┌─ EXCERTO SELECIONADO

Por mais estranho que pareça, devo dizer que ambos têm a sua razão. É certo que a relação Cavaco-Costa tem sido bastante crispada, com a mostra de desconfianças mútuas, embora com maior visibilidade e insistência da parte do Presidente. No entanto, o Presidente, que sempre ancorou o seu discurso na lógica do poder (até à sua ascensão ao cargo de primeiro-ministro o poder era encarado como prerrogativa de todos os órgãos de soberania, ao passo que a sua linguagem passou a fazer crer que chegar ao poder era chegar ao governo), fala da situação de intangibilidade dos seus poderes, com exceção temporária do poder de dissolução do Parlamento. É excrescente esta referência à não existência temporal desta prerrogativa, que, pela sua recorrência nos últimos tempos, dá a entender, que, a ser possível neste momento, seria utilizada, nitidamente contra o Parlamento, quiçá contra o Governo ora empossado.
Por outro lado, a referência aos poderes presidenciais poderia ter sido feita num contexto mais plausível da afirmação da lealdade institucional para com o Governo e na cooperação para a solução dos problemas que advenham. E, quando mais adiante porfia que tudo fará para lograr um conjunto de linhas circunscreventes da crise, é caso para perguntar o que é que pode fazer em concreto, além do poder de veto e de submissão ao Tribunal Constitucional da apreciação da constitucionalidade de algumas normas oriundas quer do Parlamento quer do Governo, bem como da magistratura de influência.
Por seu turno, António Costa, utiliza a palavra “competências”, quer referindo-se ao Presidente, quer ao Governo, à Assembleia da República e aos Tribunais. O Governante, que acabou de ser empossado, utilizou um vocabulário mais próximo da letra da Constituição, pois, ainda está na fase de lançamento da governação e praticamente ainda não no seu exercício pleno. Por outro lado, tentou esclarecer publicamente as dúvidas surgidas no documento emitido pela Presidência da República no passado dia 23, sobretudo no atinente ao papel do Conselho de Concertação Social, à disciplina orçamental e aos compromisso internacionais, bem como na convicção da reunião de condições de estabilidade. De moções de confiança e orçamentos, nada tinha a dizer.

└─

# COMPLETE O SEGUINTE:
**A.** Cite do texto sobre a relação Cavaco-Costa o trecho que vai de "Por outro lado, a" até "magistratura de influência.", inclusive.
**B.** No texto sobre a relação Cavaco-Costa, que palavra usa António Costa ao referir-se ao Presidente, ao Governo, à Assembleia da República e aos Tribunais?
**C.** Prossiga o texto sobre a relação Cavaco-Costa a partir da última frase apresentada.
As entradas não são precisas para responder.

┌─ DADOS FORNECIDOS

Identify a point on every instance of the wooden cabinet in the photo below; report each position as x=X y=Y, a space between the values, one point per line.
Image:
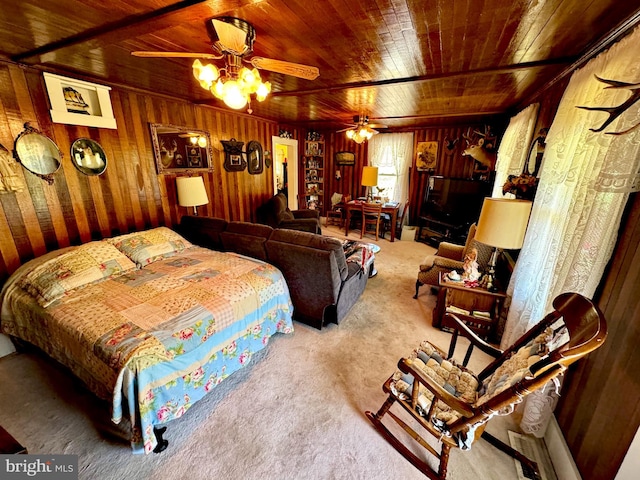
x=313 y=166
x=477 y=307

└─
┌─ DADOS FORNECIDOS

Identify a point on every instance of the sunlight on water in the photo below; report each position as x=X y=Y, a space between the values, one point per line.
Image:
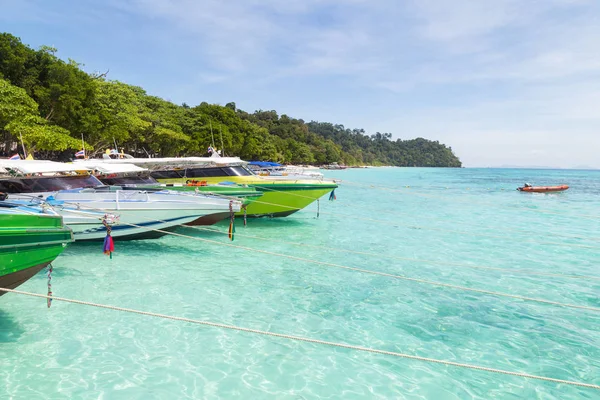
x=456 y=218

└─

# RESPOSTAS:
**A.**
Por outro lado, a referência aos poderes presidenciais poderia ter sido feita num contexto mais plausível da afirmação da lealdade institucional para com o Governo e na cooperação para a solução dos problemas que advenham. E, quando mais adiante porfia que tudo fará para lograr um conjunto de linhas circunscreventes da crise, é caso para perguntar o que é que pode fazer em concreto, além do poder de veto e de submissão ao Tribunal Constitucional da apreciação da constitucionalidade de algumas normas oriundas quer do Parlamento quer do Governo, bem como da magistratura de influência.

**B.** A palavra “competências”.

**C.**
Se Cavaco, foi impertinente na reiteração das linhas vermelhas ou na porfia da vigilância sobre o Governo, também Costa foi curto ao referir que o Governo é responsável politicamente perante a Assembleia da República, esquecendo que, segundo o teor do art.º 190.º, “o Governo é responsável perante o Presidente da República e a Assembleia da República”. É certo que o n.º 1 do art.º 191.º, quando define a responsabilidade do Primeiro-Ministro, aporta o segmento discursivo da responsabilidade política do Governo: “o Primeiro-Ministro é responsável perante o Presidente da República e, no âmbito da responsabilidade política do Governo, perante a Assembleia da República” (sic). Porém, não me parece que fique diminuída a responsabilidade do Governo perante o Presidente, mediante a personalidade do Primeiro-Ministro.
Não se distingue explicitamente de que tipo é a responsabilidade do art.º 190.º. Mas certamente que é política e institucional. A forma de perceber esta responsabilidade é que será diferente: a iniciativa da formação constitucional do Governo é do Presidente, tendo em conta as condições plasmadas no art.º 187.º; e à Assembleia da República cabe deixar passar ou rejeitar o programa do Governo. A demissão do Governo tem origem no Parlamento pela aprovação da moção de rejeição do seu programa ou de uma moção de censura ou pela não provação de uma moção de confiança. Tem, excecionalmente, origem na apresentação ao Presidente da República do pedido de demissão do Primeiro-Ministro ou, mais excecionalmente ainda, por iniciativa do Presidente para assegurar o regular funcionamento das instituições democráticas (vd art.º 195.º).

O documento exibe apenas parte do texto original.